*EXCERPT PROVIDED:*
The Strait connects the Persian Gulf to the Gulf of Oman and onward to the Arabian Sea. It is the only sea passage for crude exports from major Gulf producers: Saudi Arabia, Iraq, Kuwait, the United Arab Emirates, and Qatar. About 20–21 million barrels per day (bpd) of crude oil and petroleum liquid transit through the Strait — equivalent to around 20% of global oil consumption.

In addition, about 20% of global liquefied natural gas (LNG) trade passes through Hormuz, largely from Qatar, the world's largest LNG exporter. Unlike oil, LNG trade is less fungible in the short term as tankers are destination-specific, contracts are structured, and regasification capacity is fixed.

This concentration is what makes Hormuz a chokepoint. There is no alternative sea route for most Gulf producers. Pipeline bypass capacity is limited. Spare global production is thin relative to flows at risk.

Although Saudi Arabia and the UAE maintain pipelines that can partially bypass the Strait via the East-West pipeline to the Red Sea and the Abu Dhabi Crude Oil Pipeline to Fujairah, these pipelines cover only a fraction of total exports. A full closure would still strand a substantial share of Gulf supply.

Energy shock: The immediate impact

In an oil market already structurally tight, removing even a portion of Hormuz flows would generate a price spike. Historical precedents provide a benchmark. 

During the 1973 oil embargo, prices quadrupled. During the 1990 Iraqi invasion of Kuwait, prices doubled within months. Even limited tanker attacks in 2019 led to temporary volatility.

If 15–20 million bpd were disrupted — even temporarily — oil prices could surge well above $150 per barrel in the short term, depending on duration and stockpile releases. The strategic petroleum reserves of major economies could cushion the shock for weeks or months, but not indefinitely.

(Excerpts of bounding box data)
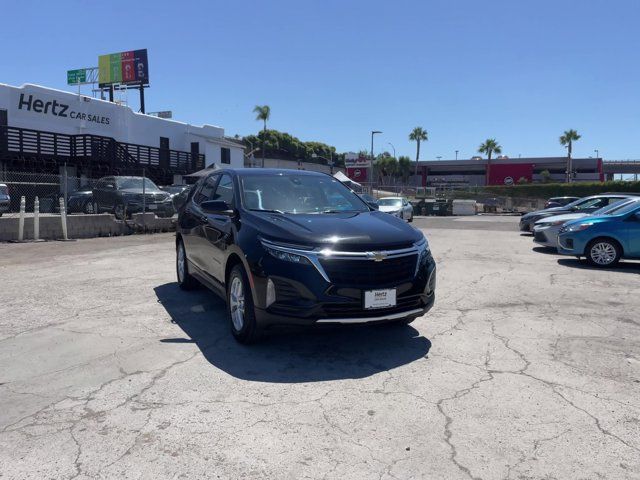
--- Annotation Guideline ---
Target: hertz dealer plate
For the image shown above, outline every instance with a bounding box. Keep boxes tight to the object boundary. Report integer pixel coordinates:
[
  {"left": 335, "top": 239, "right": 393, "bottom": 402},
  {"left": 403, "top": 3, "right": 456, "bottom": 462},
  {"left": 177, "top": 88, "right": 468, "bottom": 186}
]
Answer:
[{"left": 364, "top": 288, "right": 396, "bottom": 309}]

---

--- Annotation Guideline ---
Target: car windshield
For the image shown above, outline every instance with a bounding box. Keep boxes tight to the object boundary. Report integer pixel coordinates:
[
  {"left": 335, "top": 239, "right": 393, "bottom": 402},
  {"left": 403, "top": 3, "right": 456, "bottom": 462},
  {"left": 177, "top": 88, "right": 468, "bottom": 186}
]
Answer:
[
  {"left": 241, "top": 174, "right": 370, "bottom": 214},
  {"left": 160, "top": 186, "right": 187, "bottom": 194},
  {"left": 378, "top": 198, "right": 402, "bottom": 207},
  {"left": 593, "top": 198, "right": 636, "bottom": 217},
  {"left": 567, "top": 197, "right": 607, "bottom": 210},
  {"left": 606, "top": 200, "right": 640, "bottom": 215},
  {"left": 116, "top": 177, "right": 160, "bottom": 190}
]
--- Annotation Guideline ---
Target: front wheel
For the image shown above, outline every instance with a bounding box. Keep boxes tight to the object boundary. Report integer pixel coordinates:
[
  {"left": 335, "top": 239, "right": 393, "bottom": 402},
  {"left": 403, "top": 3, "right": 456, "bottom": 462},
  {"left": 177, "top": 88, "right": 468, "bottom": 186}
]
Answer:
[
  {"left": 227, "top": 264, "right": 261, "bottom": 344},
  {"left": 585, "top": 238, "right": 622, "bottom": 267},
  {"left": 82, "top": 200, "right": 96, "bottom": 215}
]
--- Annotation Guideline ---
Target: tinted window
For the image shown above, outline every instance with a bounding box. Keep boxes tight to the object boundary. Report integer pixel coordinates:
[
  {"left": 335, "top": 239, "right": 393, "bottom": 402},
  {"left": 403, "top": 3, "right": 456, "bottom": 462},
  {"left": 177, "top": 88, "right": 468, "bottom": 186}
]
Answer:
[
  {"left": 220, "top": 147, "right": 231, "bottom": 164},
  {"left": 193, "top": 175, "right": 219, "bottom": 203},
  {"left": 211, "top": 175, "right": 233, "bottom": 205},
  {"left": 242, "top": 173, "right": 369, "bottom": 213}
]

*STATED GOAL:* Quote the passage on the Strait of Hormuz from "During the 1973" to "to temporary volatility.". You can set the lines aside; they aren't needed here.

*SOLVED EXERCISE:*
During the 1973 oil embargo, prices quadrupled. During the 1990 Iraqi invasion of Kuwait, prices doubled within months. Even limited tanker attacks in 2019 led to temporary volatility.